### Texte du document ###

Dans l'ensemble de la branche, l'écart se creuse également entre les services bien dotés en personnels et les autres. Il est bien évidemment plus facile pour les premiers d'organiser des roulements, de proposer des emplois du temps rationnels sans supprimer les réunions de travail collectives. En revanche, dans les structures où le personnel était déjà surchargé, les moments d'échanges entre les collègues et les rencontres avec les intervenants extérieurs - familles, médecins, juges - sont souvent sacrifiés. «  On se croise, c'est l'urgence qui nous guide  »  : ces paroles ont maintes fois été entendues, au cours de notre enquête, dans la bouche des travailleurs sociaux, mais aussi des personnels d'encadrement et administratif. Ces derniers, qui ont bénéficié de très peu d'emplois de compensation, doivent gérer une organisation bien plus complexe qu'auparavant en moins de temps.

Enfin, les 35 heures imposent un véritable changement culturel. Fini les petits arrangements horaires plus ou moins légaux qui contentaient aussi bien les employeurs que les salariés et les usagers. Sous le regard plus que jamais sourcilleux des inspecteurs du travail, les employeurs veulent respecter à la lettre les conventions collectives et contrôlent davantage les salariés. Lesquels vivent mal ces plannings définis des semaines à l'avance alors que les usagers ont besoin qu'on réagisse dans l'urgence. Difficile également de renoncer à solder un conflit avec un jeune parce que la plage de travail doit s'arrêter à 22 h et pas à 22 h 30. Sans parler de l'insupportable chronométrage des temps de pause par certains employeurs !

Tensions sociales

Dans ces conditions, la modération salariale, acceptée il y a deux ans, prend un goût amer. Surtout dans un contexte de croissance retrouvée et de négociations sur les rémunérations dans la fonction publique (3). Les revendications salariales s'expriment déjà, et nombreux sont les employeurs à craindre une éruption de conflits sociaux dans les prochains mois.

###

__Travail à faire__.
• A. Recopiez le passage du texte sur les 35 heures de « Dans l'ensemble de » à « moins de temps. ».
• B. Dans le texte sur les 35 heures, réécrivez plus brièvement le paragraphe qui commence par « Enfin, les 35 heures imposent » en gardant ses faits principaux.
• C. Reprenez le texte sur les 35 heures là où il s'arrête et poursuivez-le.

### Données sources ###

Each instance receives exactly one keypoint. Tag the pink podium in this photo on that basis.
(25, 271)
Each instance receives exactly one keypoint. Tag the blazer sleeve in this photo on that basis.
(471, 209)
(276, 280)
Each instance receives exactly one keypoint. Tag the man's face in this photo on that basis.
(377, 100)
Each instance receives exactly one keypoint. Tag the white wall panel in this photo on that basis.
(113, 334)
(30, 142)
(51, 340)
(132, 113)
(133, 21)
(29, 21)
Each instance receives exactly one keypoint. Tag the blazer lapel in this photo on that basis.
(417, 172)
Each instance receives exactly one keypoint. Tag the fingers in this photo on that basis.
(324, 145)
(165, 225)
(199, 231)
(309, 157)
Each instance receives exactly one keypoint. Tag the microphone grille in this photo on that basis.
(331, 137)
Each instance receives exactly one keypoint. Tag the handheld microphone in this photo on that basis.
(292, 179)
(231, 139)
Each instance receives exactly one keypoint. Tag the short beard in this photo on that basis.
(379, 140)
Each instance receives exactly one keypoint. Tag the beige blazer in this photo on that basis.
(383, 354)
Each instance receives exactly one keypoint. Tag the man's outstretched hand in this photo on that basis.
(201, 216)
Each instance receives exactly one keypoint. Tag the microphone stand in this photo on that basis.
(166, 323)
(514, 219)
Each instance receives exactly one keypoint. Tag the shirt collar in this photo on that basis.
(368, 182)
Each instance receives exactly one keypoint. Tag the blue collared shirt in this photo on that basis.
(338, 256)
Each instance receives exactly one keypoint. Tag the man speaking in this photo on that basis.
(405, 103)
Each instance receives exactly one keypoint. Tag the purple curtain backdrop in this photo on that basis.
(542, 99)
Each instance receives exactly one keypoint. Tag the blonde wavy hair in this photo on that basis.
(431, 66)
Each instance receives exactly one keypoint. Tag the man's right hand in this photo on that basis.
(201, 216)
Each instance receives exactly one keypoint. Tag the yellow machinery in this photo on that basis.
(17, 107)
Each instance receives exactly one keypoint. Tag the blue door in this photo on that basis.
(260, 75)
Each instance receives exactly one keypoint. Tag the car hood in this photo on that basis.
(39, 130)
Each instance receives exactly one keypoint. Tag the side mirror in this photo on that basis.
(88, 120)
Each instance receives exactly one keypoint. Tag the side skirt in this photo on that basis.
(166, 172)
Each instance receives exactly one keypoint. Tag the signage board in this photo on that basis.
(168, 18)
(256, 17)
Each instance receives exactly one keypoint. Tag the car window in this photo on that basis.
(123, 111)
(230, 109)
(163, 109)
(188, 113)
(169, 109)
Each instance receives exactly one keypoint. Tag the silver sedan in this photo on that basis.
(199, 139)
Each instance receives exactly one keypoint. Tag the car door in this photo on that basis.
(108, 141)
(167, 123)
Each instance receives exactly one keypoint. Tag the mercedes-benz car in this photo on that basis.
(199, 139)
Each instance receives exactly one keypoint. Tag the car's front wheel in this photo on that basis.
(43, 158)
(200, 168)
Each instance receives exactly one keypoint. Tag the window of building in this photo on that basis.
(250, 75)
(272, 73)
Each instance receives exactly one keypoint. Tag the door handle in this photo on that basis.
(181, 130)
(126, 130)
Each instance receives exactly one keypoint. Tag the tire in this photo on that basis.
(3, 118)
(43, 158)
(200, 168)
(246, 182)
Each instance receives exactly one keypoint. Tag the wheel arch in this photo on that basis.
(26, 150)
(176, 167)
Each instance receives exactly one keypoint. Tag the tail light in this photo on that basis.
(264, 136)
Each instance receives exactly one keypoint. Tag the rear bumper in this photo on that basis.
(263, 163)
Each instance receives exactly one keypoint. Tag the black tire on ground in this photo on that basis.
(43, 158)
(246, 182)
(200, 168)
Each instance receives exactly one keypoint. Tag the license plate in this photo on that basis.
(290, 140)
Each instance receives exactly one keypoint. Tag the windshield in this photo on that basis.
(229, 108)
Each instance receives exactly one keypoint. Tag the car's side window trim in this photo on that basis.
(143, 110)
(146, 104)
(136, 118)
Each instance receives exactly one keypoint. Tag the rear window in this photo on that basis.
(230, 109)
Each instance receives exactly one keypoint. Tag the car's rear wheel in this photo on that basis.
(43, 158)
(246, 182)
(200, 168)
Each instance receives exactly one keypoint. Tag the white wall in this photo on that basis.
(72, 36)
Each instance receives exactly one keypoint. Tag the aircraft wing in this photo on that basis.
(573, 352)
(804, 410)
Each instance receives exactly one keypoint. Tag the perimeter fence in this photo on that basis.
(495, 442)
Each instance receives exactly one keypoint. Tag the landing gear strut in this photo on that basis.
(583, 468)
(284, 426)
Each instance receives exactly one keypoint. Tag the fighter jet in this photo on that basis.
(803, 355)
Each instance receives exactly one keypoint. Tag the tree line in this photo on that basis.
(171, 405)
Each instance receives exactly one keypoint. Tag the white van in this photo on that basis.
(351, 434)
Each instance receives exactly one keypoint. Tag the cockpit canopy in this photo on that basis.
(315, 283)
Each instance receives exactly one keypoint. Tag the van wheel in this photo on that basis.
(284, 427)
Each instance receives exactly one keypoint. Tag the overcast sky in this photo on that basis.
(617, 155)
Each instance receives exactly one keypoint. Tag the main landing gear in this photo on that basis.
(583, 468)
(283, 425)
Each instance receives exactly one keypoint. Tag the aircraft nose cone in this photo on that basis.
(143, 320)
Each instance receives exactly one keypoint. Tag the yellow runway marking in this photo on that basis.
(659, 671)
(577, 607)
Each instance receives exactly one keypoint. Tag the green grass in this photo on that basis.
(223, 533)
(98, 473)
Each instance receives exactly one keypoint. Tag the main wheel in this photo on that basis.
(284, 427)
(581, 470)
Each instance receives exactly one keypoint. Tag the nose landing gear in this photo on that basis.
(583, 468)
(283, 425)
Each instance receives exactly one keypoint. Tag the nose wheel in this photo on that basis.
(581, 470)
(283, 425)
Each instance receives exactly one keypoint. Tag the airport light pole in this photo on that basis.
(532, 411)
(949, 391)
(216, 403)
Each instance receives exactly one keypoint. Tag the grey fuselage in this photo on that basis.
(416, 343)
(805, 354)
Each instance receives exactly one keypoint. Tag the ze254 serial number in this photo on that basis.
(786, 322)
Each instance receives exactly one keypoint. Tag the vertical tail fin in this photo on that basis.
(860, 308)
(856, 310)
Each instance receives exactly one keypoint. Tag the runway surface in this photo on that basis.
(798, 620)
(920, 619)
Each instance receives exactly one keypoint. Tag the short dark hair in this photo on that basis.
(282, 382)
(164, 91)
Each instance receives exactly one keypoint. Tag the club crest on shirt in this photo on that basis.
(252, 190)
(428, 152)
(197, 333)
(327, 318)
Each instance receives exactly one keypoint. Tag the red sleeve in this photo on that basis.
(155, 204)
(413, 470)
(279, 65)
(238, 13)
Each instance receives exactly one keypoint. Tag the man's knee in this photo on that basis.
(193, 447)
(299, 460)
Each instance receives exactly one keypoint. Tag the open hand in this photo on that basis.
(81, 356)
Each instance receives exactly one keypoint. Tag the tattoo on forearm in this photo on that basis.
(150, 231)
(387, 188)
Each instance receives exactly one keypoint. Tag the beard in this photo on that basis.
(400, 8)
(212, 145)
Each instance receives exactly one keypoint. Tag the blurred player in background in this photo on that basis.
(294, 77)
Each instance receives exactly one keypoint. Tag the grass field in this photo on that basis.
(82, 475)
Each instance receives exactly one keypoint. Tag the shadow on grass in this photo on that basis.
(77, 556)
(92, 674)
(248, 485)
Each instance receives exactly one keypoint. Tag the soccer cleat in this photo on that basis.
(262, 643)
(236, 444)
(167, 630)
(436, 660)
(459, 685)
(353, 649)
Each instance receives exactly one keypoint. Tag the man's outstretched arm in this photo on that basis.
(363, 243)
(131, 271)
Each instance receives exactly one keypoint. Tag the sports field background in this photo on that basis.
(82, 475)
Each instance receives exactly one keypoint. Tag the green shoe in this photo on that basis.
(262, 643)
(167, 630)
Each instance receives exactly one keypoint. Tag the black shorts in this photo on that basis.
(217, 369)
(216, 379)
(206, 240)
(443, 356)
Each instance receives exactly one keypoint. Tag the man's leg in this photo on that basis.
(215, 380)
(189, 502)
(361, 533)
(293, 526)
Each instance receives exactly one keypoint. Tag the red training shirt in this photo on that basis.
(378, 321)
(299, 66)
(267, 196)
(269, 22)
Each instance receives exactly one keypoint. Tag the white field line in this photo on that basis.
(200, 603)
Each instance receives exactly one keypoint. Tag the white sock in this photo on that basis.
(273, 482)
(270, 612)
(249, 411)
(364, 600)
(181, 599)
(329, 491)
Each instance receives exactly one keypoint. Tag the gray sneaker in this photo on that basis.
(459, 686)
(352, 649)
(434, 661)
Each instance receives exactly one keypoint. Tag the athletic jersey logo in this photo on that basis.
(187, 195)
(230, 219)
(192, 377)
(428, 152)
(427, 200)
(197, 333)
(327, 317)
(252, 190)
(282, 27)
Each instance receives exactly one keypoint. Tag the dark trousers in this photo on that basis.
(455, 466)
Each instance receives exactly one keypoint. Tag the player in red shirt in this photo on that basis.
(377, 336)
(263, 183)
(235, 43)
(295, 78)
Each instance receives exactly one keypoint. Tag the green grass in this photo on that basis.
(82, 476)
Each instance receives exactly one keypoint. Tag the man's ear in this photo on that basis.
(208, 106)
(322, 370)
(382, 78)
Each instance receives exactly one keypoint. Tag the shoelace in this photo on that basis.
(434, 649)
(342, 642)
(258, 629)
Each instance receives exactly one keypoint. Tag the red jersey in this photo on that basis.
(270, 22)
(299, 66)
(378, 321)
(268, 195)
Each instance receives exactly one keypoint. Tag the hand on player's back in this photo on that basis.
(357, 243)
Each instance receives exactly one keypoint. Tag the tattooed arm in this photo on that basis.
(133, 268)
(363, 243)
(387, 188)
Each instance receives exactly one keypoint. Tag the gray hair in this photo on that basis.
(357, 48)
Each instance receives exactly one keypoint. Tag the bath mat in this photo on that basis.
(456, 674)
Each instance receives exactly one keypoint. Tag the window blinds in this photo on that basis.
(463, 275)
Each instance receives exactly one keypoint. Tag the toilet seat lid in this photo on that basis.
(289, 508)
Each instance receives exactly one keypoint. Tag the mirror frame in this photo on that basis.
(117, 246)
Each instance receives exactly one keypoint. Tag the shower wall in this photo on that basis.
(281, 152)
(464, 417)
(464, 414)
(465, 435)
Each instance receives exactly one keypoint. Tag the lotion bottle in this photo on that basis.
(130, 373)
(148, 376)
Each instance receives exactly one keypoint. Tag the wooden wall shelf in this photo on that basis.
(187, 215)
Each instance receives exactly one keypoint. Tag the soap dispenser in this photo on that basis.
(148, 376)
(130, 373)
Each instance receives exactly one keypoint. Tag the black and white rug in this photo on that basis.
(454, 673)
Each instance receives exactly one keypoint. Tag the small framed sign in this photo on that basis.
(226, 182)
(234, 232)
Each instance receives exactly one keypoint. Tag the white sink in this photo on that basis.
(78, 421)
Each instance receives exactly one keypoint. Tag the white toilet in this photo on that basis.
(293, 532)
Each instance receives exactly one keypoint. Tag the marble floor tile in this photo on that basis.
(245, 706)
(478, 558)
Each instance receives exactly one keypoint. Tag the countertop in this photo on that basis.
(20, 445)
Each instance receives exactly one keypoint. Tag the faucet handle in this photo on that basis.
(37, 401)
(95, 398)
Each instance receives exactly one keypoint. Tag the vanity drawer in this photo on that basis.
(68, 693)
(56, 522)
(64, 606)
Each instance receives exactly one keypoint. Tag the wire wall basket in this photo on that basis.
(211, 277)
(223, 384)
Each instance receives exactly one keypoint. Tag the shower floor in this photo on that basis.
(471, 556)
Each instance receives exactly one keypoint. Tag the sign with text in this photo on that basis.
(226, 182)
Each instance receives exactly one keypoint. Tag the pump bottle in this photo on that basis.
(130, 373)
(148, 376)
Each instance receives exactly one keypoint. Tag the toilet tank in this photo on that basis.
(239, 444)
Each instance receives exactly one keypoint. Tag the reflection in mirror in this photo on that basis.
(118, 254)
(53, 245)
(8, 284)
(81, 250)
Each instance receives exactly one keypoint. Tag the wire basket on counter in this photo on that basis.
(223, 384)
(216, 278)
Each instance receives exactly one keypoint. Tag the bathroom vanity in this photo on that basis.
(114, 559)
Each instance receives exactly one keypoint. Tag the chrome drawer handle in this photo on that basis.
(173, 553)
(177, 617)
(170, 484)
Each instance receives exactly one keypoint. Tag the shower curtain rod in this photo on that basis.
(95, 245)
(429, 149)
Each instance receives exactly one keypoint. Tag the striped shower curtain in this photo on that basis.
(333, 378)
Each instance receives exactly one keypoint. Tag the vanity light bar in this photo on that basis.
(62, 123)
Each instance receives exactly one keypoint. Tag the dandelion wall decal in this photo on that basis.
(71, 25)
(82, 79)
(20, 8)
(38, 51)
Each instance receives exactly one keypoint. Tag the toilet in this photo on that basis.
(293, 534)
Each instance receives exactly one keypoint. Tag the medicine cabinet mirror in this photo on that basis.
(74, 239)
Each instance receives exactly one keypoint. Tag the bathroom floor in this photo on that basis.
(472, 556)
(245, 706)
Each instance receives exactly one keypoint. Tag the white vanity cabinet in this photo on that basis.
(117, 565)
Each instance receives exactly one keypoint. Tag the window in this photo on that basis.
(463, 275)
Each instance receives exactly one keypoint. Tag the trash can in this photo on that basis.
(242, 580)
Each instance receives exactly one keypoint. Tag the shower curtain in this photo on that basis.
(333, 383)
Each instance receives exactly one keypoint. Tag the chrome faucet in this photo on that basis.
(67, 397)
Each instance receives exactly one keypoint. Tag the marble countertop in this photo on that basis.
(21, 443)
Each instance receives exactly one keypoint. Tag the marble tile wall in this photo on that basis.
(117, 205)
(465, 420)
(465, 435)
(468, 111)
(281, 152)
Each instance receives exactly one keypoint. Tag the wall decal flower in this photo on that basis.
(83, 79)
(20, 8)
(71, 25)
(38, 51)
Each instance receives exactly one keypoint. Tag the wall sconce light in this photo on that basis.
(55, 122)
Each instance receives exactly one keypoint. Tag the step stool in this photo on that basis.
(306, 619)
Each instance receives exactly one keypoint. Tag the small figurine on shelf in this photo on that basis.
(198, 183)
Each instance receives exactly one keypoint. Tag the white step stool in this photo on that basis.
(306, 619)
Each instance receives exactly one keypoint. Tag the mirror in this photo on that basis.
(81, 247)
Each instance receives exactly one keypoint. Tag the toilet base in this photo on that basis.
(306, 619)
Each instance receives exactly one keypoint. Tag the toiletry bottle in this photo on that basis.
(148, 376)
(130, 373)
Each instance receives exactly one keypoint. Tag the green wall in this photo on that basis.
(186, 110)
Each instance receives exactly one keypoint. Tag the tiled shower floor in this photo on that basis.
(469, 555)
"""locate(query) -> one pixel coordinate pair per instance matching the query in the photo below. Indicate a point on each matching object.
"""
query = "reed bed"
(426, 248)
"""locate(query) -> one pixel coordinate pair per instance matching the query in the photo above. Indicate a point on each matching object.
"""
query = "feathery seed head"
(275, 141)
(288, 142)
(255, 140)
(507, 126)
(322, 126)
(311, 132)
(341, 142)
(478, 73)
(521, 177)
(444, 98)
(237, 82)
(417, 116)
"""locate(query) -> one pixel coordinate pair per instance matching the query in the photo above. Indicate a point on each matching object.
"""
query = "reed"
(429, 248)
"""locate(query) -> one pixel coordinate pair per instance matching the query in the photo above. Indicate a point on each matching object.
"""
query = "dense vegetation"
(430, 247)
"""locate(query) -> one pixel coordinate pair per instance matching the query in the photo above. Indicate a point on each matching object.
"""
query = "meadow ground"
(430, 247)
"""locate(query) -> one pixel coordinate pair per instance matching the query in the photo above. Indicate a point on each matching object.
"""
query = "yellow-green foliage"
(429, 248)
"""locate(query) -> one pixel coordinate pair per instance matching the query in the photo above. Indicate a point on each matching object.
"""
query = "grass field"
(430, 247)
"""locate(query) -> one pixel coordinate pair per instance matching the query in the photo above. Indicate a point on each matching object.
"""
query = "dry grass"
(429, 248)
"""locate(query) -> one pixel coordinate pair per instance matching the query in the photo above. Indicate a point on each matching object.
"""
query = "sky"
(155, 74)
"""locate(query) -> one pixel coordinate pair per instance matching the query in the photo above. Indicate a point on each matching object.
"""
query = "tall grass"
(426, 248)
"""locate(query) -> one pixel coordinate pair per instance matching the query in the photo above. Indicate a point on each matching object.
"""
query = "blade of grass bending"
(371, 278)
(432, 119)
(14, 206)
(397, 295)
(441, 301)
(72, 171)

###

__Réponses ci-dessous__.
• A.
Dans l'ensemble de la branche, l'écart se creuse également entre les services bien dotés en personnels et les autres. Il est bien évidemment plus facile pour les premiers d'organiser des roulements, de proposer des emplois du temps rationnels sans supprimer les réunions de travail collectives. En revanche, dans les structures où le personnel était déjà surchargé, les moments d'échanges entre les collègues et les rencontres avec les intervenants extérieurs - familles, médecins, juges - sont souvent sacrifiés. «  On se croise, c'est l'urgence qui nous guide  »  : ces paroles ont maintes fois été entendues, au cours de notre enquête, dans la bouche des travailleurs sociaux, mais aussi des personnels d'encadrement et administratif. Ces derniers, qui ont bénéficié de très peu d'emplois de compensation, doivent gérer une organisation bien plus complexe qu'auparavant en moins de temps.

• B. Les 35 heures exigent un changement culturel. Les arrangements horaires plus ou moins légaux, qui satisfaisaient employeurs, salariés et usagers, disparaissent. Surveillés de près par les inspecteurs du travail, les employeurs appliquent strictement les conventions collectives et contrôlent davantage les salariés. Ceux-ci vivent mal des plannings fixés des semaines à l'avance, alors que les usagers demandent des réactions dans l'urgence. Ils ne peuvent plus prolonger leur plage de travail au-delà de 22 h pour régler un conflit avec un jeune. Certains employeurs vont jusqu'à chronométrer les pauses.

• C.
Les 35 heures ont aussi réveillé les vieux contentieux mal réglés du paiement des heures supplémentaires et du travail de nuit. Les directeurs d'établissements, de plus en plus attaqués en justice, s'alarment de perdre les procès et d'être condamnés à payer une heure pour une heure... Afin de régler une fois pour toutes cette question qui prend l'allure d'un serpent de mer, ils pressent donc le gouvernement de publier le décret établissant des équivalences horaires pour lever cette lourde menace financière (4). Laquelle s'ajoute à la liste des arguments que les employeurs défendent auprès des pouvoirs publics depuis le début des négociations afin d'obtenir une rallonge budgétaire (5).

Après avoir longtemps tergiversé, aujour- d'hui, mis au pied du mur par ces revendications, le ministère de l'Emploi et de la Solidarité a promis de se réunir, dans le courant du premier semestre 2001, avec les organisations d'employeurs, pour évaluer les impacts financiers précis de la RTT dans le secteur. Il y a urgence. Sans une bouffée d'oxygène, ce n'est plus seulement le personnel qui subira les conséquences d'une application déficiente des 35 heures, mais les usagers.

Paule Dandoy

DATES CLÉS

13 juin 1998 : loi Aubry I. 12 mars 1999 : accord dans la CC 66 entre les fédérations d'employeurs, la CFTC Santé-sociaux, la Fédération de la santé et de l'action sociale de la CFE-CGC et la CFDT Santé-sociaux (agréé par arrêté du 9-08-99). 1er avril 1999 : signature dans la BASS entre l'Unifed, la CFDT Santé-sociaux et la Fédération de la santé et de l'action sociale de la CFE-CGC (agréé par arrêté du 25-06-99). Avril-juin 1999 : additifs dans la CC 51 signés par la FEHAP, la CFTC Santé-sociaux et la CFDT Santé-sociaux (agréés par arrêté du 10-12-99). 19 janvier 2000 : loi Aubry II.

Notes

(1)  Au moment de notre enquête, l'accord de branche signé dans l'aide à domicile n'avait pas encore été agréé.

(2)  Ces chiffres devraient être rendus publics courant janvier. Ils sont à prendre avec précaution : une bonne partie des accords ont été agréés après l'enquête de Promofaf, réalisée en février 2000.

(3)  Voir ASH n° 2195 du 29-12-00.

(4)  Les dispositions des conventions collectives prévoyant neuf heures payées trois heures ont été invalidées par la Cour de cassation - Voir ASH n° 2175 du 14-07-00.

(5)  Voir ASH n° 2084 du 11-09-98.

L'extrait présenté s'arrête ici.